### Exercise brief:
The listing below is to be reproduced in full, character for character.
- - -
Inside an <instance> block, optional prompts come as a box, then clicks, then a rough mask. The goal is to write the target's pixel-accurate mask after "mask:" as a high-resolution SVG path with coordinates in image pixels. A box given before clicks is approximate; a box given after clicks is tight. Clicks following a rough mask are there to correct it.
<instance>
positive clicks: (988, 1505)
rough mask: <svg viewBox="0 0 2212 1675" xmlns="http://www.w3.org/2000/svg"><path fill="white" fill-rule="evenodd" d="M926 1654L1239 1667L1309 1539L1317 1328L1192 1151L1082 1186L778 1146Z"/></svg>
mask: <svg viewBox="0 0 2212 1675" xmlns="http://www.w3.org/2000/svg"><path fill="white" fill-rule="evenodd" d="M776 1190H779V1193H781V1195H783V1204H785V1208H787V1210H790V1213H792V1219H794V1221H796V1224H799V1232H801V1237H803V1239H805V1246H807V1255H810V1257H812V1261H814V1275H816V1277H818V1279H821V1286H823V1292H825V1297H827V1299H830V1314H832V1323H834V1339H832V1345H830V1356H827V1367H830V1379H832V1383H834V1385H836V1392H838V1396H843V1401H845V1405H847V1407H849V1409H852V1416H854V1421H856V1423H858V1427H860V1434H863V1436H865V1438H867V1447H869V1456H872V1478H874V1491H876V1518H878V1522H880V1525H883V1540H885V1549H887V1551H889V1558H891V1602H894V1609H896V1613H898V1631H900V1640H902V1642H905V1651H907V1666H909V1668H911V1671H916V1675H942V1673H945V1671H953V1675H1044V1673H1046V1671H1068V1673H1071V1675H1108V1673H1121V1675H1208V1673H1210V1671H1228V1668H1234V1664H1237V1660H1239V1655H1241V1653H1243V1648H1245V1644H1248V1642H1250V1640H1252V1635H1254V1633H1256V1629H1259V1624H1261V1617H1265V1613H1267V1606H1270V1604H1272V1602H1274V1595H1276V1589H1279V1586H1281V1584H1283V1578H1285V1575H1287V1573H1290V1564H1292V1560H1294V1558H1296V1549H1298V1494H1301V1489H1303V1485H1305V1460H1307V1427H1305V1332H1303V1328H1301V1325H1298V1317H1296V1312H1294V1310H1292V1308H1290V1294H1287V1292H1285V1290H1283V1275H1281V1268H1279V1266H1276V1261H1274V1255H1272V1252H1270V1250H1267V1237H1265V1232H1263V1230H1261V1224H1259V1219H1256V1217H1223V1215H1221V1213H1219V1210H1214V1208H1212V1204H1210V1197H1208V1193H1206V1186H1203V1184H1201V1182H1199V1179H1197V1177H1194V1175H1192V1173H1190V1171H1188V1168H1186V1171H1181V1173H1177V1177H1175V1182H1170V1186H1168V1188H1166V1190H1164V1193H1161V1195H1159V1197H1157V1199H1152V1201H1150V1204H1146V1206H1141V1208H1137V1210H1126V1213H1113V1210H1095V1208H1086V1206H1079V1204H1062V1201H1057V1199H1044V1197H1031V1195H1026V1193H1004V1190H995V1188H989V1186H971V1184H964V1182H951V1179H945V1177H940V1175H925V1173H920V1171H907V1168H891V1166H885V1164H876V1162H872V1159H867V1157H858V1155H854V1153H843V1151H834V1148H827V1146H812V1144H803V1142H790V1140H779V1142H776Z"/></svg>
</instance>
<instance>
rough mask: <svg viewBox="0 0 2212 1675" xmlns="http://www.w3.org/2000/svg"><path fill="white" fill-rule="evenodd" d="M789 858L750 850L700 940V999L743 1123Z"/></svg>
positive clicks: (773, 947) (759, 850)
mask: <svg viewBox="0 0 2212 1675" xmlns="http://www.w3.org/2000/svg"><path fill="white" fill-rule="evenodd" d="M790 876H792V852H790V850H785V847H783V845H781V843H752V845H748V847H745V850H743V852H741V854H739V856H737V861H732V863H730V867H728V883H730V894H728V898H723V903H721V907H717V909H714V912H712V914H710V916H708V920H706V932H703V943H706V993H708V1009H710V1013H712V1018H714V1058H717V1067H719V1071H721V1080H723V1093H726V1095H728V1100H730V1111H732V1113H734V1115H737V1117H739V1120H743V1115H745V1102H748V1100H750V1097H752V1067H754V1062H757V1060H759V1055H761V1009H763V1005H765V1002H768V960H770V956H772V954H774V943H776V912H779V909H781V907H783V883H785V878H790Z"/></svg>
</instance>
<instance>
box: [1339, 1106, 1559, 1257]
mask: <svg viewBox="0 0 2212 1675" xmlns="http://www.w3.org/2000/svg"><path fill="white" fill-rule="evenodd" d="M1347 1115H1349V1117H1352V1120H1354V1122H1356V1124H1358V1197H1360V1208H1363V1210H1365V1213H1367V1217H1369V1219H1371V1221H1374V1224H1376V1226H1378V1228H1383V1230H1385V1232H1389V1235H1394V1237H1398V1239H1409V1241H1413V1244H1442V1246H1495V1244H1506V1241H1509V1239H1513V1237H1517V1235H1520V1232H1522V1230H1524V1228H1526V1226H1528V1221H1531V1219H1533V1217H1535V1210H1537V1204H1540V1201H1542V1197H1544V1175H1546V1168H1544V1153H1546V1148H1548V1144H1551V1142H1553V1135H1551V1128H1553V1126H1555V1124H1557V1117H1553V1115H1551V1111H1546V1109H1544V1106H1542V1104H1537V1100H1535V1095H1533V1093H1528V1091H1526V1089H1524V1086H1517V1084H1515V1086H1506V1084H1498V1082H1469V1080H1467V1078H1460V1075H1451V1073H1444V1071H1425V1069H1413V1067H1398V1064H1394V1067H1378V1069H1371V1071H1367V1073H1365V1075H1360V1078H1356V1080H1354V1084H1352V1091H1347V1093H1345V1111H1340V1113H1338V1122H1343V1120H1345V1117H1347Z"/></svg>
- - -
### Solution:
Inside an <instance> block, optional prompts come as a box, then clicks, then a rough mask. The goal is to write the target's pixel-accurate mask after "mask:" as a high-resolution SVG path with coordinates in image pixels. A box given before clicks is approximate; a box given after clicks is tight. Clicks following a rough mask are there to correct it.
<instance>
positive clicks: (988, 1505)
rough mask: <svg viewBox="0 0 2212 1675" xmlns="http://www.w3.org/2000/svg"><path fill="white" fill-rule="evenodd" d="M926 1654L1239 1667L1309 1539L1317 1328L1192 1151L1082 1186L778 1146Z"/></svg>
mask: <svg viewBox="0 0 2212 1675" xmlns="http://www.w3.org/2000/svg"><path fill="white" fill-rule="evenodd" d="M776 1190H779V1193H781V1195H783V1204H785V1208H787V1210H790V1213H792V1219H794V1221H796V1224H799V1232H801V1237H803V1239H805V1246H807V1255H810V1257H812V1261H814V1275H816V1277H818V1279H821V1286H823V1292H825V1297H827V1299H830V1314H832V1323H834V1339H832V1345H830V1356H827V1367H830V1379H832V1383H834V1385H836V1392H838V1396H843V1401H845V1405H847V1407H849V1409H852V1416H854V1421H856V1423H858V1427H860V1434H863V1436H865V1438H867V1447H869V1456H872V1478H874V1491H876V1518H878V1522H880V1525H883V1540H885V1549H887V1551H889V1558H891V1602H894V1609H896V1613H898V1631H900V1640H902V1642H905V1651H907V1666H909V1668H911V1671H916V1675H942V1673H945V1671H953V1675H1044V1673H1046V1671H1068V1673H1071V1675H1108V1673H1121V1675H1208V1673H1210V1671H1228V1668H1234V1664H1237V1660H1239V1655H1241V1653H1243V1648H1245V1644H1248V1642H1250V1640H1252V1635H1254V1633H1256V1629H1259V1624H1261V1617H1265V1613H1267V1606H1270V1604H1272V1602H1274V1595H1276V1589H1279V1586H1281V1584H1283V1578H1285V1575H1287V1573H1290V1564H1292V1560H1294V1558H1296V1549H1298V1494H1301V1489H1303V1485H1305V1460H1307V1427H1305V1332H1303V1328H1301V1325H1298V1317H1296V1312H1294V1310H1292V1308H1290V1294H1287V1292H1285V1290H1283V1275H1281V1268H1279V1266H1276V1261H1274V1255H1272V1252H1270V1250H1267V1237H1265V1232H1263V1230H1261V1224H1259V1219H1256V1217H1223V1215H1221V1213H1219V1210H1214V1208H1212V1204H1210V1197H1208V1193H1206V1186H1203V1184H1201V1182H1199V1179H1197V1177H1194V1175H1192V1173H1190V1171H1188V1168H1186V1171H1181V1173H1177V1177H1175V1182H1170V1186H1168V1188H1166V1190H1164V1193H1161V1195H1159V1197H1157V1199H1152V1201H1150V1204H1146V1206H1141V1208H1137V1210H1126V1213H1113V1210H1095V1208H1086V1206H1079V1204H1062V1201H1057V1199H1044V1197H1031V1195H1026V1193H1004V1190H995V1188H989V1186H971V1184H964V1182H951V1179H945V1177H940V1175H925V1173H920V1171H907V1168H891V1166H885V1164H876V1162H872V1159H867V1157H858V1155H854V1153H843V1151H834V1148H827V1146H812V1144H803V1142H790V1140H779V1142H776Z"/></svg>
</instance>
<instance>
rough mask: <svg viewBox="0 0 2212 1675" xmlns="http://www.w3.org/2000/svg"><path fill="white" fill-rule="evenodd" d="M789 858L750 850L700 940V999L743 1123Z"/></svg>
positive clicks: (773, 947) (759, 850)
mask: <svg viewBox="0 0 2212 1675" xmlns="http://www.w3.org/2000/svg"><path fill="white" fill-rule="evenodd" d="M790 876H792V852H790V850H785V847H783V845H781V843H752V845H748V847H745V850H743V852H741V854H739V856H737V861H732V863H730V867H728V883H730V894H728V898H723V903H721V907H717V909H714V912H712V914H710V916H708V920H706V932H703V943H706V993H708V1009H710V1013H712V1018H714V1058H717V1067H719V1071H721V1080H723V1093H726V1095H728V1100H730V1111H732V1113H734V1115H737V1117H739V1120H743V1115H745V1102H748V1100H750V1097H752V1067H754V1062H757V1060H759V1055H761V1009H763V1005H765V1002H768V960H770V956H772V954H774V943H776V912H779V909H781V907H783V883H785V878H790Z"/></svg>
</instance>
<instance>
box: [1339, 1106, 1559, 1257]
mask: <svg viewBox="0 0 2212 1675" xmlns="http://www.w3.org/2000/svg"><path fill="white" fill-rule="evenodd" d="M1347 1115H1349V1117H1352V1120H1354V1122H1356V1124H1358V1197H1360V1208H1363V1210H1365V1213H1367V1217H1369V1219H1371V1221H1374V1224H1376V1226H1378V1228H1383V1230H1385V1232H1389V1235H1394V1237H1398V1239H1409V1241H1413V1244H1442V1246H1495V1244H1506V1241H1509V1239H1513V1237H1517V1235H1520V1232H1522V1230H1524V1228H1526V1226H1528V1221H1531V1219H1533V1217H1535V1210H1537V1204H1540V1201H1542V1197H1544V1175H1546V1168H1544V1153H1546V1148H1548V1144H1551V1142H1553V1135H1551V1128H1553V1126H1555V1124H1557V1117H1553V1115H1551V1111H1546V1109H1544V1106H1542V1104H1537V1100H1535V1095H1533V1093H1528V1091H1526V1089H1524V1086H1517V1084H1515V1086H1506V1084H1498V1082H1469V1080H1467V1078H1460V1075H1451V1073H1444V1071H1425V1069H1413V1067H1398V1064H1394V1067H1378V1069H1371V1071H1367V1073H1365V1075H1360V1078H1356V1080H1354V1084H1352V1091H1347V1093H1345V1111H1340V1113H1338V1122H1343V1120H1345V1117H1347Z"/></svg>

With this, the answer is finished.